- **Exercise description**:
Rewrite the following entries as a JSON list of strings, with one string per line and blank lines omitted.

━━ Input material ━━

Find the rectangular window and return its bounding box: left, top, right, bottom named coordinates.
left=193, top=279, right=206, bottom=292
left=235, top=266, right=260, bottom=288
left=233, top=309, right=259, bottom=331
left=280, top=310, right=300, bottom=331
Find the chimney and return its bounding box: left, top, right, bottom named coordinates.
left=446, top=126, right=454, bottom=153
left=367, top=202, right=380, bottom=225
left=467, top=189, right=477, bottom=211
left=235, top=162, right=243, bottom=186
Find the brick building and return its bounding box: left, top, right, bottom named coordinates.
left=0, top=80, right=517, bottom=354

━━━

- **Written reply**:
[
  "Find the rectangular window and return its bounding box: left, top, right, bottom named coordinates.",
  "left=193, top=279, right=206, bottom=292",
  "left=235, top=266, right=260, bottom=288",
  "left=233, top=309, right=259, bottom=331",
  "left=280, top=310, right=300, bottom=331",
  "Find the chimney and return its bounding box: left, top, right, bottom named coordinates.",
  "left=446, top=126, right=454, bottom=153",
  "left=367, top=202, right=380, bottom=225",
  "left=467, top=189, right=477, bottom=211",
  "left=235, top=162, right=243, bottom=186",
  "Find the brick building and return its bounding box: left, top, right, bottom named coordinates.",
  "left=0, top=80, right=517, bottom=354"
]